▶ _Passage_

────────────────────────────────────────

The variety, utility and popularity of location-based services are growing rapidly. Location is now an important component of Augmented Reality (AR), location-based marketing and advertising, and social networking. In the future, location will be vital to Machine-to-Machine (M2M) communication, embedded mobile services for transportation, emergency alert and response, the smart grid and other domains under the large umbrella of the “Internet of Things” (IoT).

These technologies and markets are creating new demands for location information. One new source of location information is users who volunteer crowdsourced content. Another source is the ever-increasing number of network-accessible sensors. With the increasing number of location services and location information sources and data formats, there is a corresponding increase in the need to overcome barriers to communication of location information.

What is the OGC’s role in mobile?

Through an open consensus process with members and in collaboration with other standards development organizations, the OGC develops and publishes standards and best practices for open interfaces and encodings that support the communication and appropriate use of location information.

Open standards stimulate market development, reduce user frustration and accelerate the rollout of technologies that address critical societal needs for safety, security and sustainable use of resources. While working to improve the flow of location information, the OGC membership also develops standards that improve the ability to maintain security and protect rights related to location data and services.

────────────────────────────────────────

▶ _Dataset excerpts_
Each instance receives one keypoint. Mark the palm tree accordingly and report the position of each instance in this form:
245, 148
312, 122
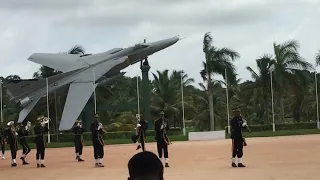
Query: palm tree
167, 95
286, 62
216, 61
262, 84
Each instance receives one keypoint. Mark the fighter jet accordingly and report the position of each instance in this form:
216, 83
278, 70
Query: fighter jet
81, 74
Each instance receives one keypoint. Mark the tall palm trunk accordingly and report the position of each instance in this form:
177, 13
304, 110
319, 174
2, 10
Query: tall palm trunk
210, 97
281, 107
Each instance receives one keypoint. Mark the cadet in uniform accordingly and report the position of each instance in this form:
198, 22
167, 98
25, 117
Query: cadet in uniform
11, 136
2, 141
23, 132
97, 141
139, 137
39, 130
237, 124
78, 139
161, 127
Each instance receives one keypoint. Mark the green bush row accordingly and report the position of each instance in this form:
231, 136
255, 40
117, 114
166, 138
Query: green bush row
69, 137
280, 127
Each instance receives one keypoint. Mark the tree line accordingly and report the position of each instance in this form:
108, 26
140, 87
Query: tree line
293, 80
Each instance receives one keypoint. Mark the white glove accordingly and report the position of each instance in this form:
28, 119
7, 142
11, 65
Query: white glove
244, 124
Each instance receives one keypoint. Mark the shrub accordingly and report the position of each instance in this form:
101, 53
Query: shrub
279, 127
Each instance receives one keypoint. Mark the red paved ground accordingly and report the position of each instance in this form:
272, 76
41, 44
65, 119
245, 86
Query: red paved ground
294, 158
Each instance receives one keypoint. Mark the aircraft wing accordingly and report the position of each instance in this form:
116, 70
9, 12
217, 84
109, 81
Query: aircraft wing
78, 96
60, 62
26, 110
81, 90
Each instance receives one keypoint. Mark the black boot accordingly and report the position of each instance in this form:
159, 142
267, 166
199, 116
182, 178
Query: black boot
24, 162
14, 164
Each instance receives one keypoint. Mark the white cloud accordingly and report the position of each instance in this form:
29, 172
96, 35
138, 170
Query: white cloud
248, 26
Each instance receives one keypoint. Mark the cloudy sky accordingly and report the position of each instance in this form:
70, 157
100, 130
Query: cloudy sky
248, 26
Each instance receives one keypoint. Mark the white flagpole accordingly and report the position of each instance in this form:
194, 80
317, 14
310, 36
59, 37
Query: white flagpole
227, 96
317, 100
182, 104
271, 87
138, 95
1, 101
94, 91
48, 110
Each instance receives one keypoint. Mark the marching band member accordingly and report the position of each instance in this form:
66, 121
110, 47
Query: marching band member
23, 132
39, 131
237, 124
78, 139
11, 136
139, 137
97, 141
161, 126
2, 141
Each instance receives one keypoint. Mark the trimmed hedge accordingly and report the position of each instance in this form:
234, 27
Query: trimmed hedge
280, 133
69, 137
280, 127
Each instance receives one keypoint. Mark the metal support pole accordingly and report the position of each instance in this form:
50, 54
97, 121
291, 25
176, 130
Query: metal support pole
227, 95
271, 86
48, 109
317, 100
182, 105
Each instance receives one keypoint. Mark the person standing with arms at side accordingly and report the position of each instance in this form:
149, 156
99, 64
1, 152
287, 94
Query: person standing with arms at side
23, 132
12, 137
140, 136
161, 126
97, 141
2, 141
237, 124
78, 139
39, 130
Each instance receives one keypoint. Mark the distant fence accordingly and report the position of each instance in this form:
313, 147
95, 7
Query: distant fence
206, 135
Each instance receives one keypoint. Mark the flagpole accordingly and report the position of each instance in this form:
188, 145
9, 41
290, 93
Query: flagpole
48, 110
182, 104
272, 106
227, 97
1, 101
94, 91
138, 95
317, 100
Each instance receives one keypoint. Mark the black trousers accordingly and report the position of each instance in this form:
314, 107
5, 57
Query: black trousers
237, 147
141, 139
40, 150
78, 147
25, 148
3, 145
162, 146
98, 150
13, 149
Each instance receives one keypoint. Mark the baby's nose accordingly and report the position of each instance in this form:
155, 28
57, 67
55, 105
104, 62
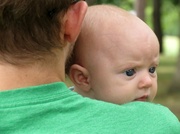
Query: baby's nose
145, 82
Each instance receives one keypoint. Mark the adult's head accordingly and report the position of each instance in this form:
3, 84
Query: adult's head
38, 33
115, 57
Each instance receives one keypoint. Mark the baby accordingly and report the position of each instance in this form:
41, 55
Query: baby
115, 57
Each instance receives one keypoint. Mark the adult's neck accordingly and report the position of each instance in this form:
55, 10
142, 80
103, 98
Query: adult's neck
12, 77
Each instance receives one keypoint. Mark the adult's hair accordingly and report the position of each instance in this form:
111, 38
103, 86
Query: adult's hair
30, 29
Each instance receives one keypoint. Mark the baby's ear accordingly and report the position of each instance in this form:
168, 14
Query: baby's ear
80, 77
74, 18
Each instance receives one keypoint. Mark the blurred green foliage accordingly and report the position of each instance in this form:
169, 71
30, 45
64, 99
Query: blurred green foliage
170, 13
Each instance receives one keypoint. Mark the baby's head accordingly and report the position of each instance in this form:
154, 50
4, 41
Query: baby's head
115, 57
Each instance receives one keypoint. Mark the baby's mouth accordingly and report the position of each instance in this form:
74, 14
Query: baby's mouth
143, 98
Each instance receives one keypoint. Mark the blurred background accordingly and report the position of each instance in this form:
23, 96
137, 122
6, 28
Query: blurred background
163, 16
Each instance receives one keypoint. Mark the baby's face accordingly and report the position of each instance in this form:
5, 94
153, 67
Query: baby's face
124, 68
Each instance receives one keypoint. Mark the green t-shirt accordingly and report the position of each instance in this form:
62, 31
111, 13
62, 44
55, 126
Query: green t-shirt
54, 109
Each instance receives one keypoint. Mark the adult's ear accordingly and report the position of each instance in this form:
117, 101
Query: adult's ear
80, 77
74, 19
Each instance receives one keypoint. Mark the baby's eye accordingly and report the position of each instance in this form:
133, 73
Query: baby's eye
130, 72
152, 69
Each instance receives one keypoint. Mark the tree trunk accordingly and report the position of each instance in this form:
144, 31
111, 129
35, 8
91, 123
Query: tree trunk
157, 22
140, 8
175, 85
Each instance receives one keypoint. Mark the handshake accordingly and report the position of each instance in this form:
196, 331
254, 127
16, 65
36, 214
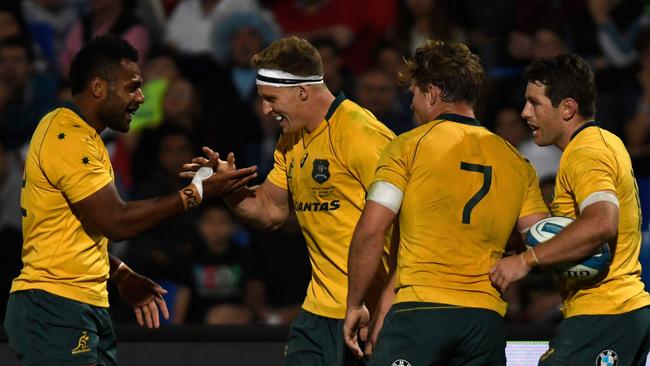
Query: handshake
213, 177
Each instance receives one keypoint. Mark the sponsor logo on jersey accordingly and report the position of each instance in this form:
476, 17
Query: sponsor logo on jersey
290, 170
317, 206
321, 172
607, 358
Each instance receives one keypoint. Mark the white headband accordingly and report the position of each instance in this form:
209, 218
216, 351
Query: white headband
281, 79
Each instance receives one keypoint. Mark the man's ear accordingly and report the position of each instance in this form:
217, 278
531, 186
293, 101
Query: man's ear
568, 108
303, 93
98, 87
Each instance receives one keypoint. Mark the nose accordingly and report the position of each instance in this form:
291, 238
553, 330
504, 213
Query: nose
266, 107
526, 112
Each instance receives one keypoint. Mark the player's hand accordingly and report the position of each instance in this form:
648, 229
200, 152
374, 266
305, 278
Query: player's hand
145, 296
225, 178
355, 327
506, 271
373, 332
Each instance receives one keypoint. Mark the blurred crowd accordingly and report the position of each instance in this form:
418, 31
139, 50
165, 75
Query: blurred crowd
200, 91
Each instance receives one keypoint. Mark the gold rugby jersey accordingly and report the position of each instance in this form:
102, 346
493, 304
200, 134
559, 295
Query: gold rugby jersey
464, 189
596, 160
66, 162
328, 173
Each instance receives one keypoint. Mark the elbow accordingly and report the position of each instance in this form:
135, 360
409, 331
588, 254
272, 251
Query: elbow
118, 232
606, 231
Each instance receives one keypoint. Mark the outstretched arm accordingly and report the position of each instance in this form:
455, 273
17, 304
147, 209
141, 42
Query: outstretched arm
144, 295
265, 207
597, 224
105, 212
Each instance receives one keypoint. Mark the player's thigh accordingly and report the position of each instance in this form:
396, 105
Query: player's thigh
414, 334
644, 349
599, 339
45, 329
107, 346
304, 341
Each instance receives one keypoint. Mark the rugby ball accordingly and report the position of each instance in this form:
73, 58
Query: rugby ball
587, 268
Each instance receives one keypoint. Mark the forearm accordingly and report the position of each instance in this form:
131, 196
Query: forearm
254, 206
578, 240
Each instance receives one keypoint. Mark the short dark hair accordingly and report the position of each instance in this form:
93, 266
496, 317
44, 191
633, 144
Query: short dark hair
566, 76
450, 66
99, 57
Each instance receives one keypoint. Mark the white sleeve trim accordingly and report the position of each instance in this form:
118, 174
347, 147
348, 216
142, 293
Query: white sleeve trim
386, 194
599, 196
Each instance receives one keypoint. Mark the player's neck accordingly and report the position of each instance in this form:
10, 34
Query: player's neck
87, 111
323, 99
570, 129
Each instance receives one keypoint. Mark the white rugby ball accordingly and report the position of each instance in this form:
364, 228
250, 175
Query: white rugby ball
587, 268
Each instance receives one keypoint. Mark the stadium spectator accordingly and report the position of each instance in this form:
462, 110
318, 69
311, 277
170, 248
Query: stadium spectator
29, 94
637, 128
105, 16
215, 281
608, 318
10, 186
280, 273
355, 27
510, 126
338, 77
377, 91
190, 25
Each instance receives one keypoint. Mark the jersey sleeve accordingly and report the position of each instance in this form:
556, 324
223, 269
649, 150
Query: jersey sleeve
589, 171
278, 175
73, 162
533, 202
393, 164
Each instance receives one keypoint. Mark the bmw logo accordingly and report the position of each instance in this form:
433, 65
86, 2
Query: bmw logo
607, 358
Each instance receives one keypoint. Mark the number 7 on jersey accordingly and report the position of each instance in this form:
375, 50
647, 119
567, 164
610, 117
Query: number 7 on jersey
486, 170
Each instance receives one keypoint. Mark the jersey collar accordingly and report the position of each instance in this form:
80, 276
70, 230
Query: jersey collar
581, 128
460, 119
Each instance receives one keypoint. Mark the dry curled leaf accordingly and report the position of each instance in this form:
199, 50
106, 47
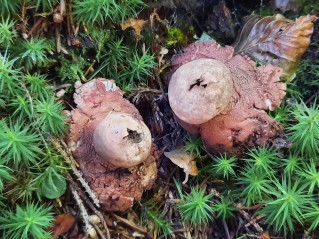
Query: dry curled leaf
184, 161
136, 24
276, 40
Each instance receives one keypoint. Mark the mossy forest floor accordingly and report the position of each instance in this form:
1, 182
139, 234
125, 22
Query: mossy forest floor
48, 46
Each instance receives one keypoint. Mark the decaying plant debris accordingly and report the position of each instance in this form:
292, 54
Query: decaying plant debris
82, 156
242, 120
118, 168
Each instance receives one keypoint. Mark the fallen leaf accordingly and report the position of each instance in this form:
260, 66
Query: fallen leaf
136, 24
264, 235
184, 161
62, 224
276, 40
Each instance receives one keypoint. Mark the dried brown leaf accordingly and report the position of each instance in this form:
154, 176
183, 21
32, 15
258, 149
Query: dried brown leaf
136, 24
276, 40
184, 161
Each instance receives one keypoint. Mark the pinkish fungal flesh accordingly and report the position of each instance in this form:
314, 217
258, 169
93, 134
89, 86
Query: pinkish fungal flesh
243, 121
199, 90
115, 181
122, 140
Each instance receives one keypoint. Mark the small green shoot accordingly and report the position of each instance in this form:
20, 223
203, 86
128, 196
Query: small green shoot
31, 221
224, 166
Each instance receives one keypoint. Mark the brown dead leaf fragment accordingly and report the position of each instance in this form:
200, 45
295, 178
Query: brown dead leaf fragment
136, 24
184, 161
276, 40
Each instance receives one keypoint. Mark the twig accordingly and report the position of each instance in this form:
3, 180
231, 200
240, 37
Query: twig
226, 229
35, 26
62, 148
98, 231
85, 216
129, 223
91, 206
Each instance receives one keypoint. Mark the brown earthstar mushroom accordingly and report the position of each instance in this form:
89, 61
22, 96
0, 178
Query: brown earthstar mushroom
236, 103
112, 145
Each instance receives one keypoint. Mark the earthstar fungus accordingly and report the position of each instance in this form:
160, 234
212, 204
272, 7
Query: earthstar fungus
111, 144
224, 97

────────────────────────────────────────

▶ _Directives_
[1] Extract the portion of the passage on location information that runs from "What is the" to "data and services.".
[2] Summarize the passage on location information in two sentences.

▶ _Answers per task_
[1]
What is the OGC’s role in mobile?

Through an open consensus process with members and in collaboration with other standards development organizations, the OGC develops and publishes standards and best practices for open interfaces and encodings that support the communication and appropriate use of location information.

Open standards stimulate market development, reduce user frustration and accelerate the rollout of technologies that address critical societal needs for safety, security and sustainable use of resources. While working to improve the flow of location information, the OGC membership also develops standards that improve the ability to maintain security and protect rights related to location data and services.

[2] Location-based services are growing rapidly and creating new demands for location information, which increases the need to overcome barriers to communicating that information. Through an open consensus process, the OGC develops and publishes standards and best practices for open interfaces and encodings that support the communication and appropriate use of location information, as well as standards that help maintain security and protect rights related to location data and services.